- [TEXT EXCERPT]:
Professor Colin Richards Challenging Our Assumptions of the Neolithic World

The Neolithic World was “a world where nothing is stable or static, materials and substances are able to leak and flow.” Professor Colin Richards


The topic of Ruination and Decay might not seem at first glance to be a crowd puller but take a second look because it was.

Professor Colin RichardsDecaying Flesh and Instability of Substances: Rethinking Megalithic/Neolithic Chambered Tombs was the first in a series of talks being held by The University of the Highland and Islands Humanities & Research Cluster. The first presentation, open to the public and livestreamed,  was by renowned archaeologist Professor Colin Richards at Orkney College UHI on Thursday 28th of February.

Professor Richards found the right balance between speaking to an academic audience and members of the public in a witty, insightful and thought provoking lecture.

When we study the past we try to find the familiar – something we can relate to – in order to understand human actions. This is a bias we all have who research historical events and people. Even when we look back within relatively recent history to the First World War , for example, it is very difficult to analyse why people did what they did from the perspective of the conventions of their own time. The further back in human history we go this becomes even more difficult.

Professor Richards laid down a challenge at the very start of his talk by confronting us with this error in our assessment of people and societies in Megalithic/Neolithic times.

This is a time (c3400BC-2400BC)  which is not familiar to us. It has elements which we think of as familiar, farming-  growing crops, keeping animals and building houses but this is a society alien to us. When we apply our assumptions based on what is familiar to us and the connections we try to find –  we are wrong to do this.

Professor Richards went on to consider in particular tombs/monuments and he posed a series of questions:

  • What is a monument?
  • Why do they look so unusual?
  • Why are they so big?
Giants Grave Arran

Giants Grave , Arran photo gailhampshire

In the tombs are lots of bones – some are articulated, some disarticulated. It is a bit a of jumble.

In the past archaeologists thoughts were that the tombs were communal burial places.

Professor Richards described the tombs as ‘containers of the dead’ where the bodies of the dead were placed, sometimes wrapped in cloth, and left to decay. The bodies were out of sight but more would be added to the tomb and the smell of the decaying flesh would fill the enclosed space.

- [SUPPLIED DATA]:

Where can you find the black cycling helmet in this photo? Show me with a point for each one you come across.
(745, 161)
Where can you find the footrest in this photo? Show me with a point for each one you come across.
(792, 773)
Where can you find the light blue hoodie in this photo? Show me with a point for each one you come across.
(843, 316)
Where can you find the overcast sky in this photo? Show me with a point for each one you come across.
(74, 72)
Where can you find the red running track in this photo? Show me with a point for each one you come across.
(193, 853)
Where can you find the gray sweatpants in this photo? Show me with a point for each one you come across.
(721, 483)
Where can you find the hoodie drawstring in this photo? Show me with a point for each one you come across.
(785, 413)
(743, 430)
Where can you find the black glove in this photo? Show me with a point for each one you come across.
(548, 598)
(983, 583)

- [INSTRUCTIONS]:
[1] Say whether each statement agrees with the article on the Neolithic lecture, answering yes or no and quoting the deciding words: (a) the talk took place at Orkney College UHI on a Thursday in February; (b) the presentation was open only to an academic audience; (c) archaeologists once thought the tombs were communal burial places.
[2] In the article on the Neolithic lecture, what phrase did Professor Richards use to describe the tombs?
[3] Please reproduce the passage of the article on the Neolithic lecture between "Professor Richards found" and "thought provoking lecture.", inclusive.

- [PER-TASK ANSWERS]:
[1]
(a) Yes: "at Orkney College UHI on Thursday 28th of February."
(b) No: "open to the public and livestreamed"
(c) Yes: "In the past archaeologists thoughts were that the tombs were communal burial places."

[2] He described them as "containers of the dead."

[3]
Professor Richards found the right balance between speaking to an academic audience and members of the public in a witty, insightful and thought provoking lecture.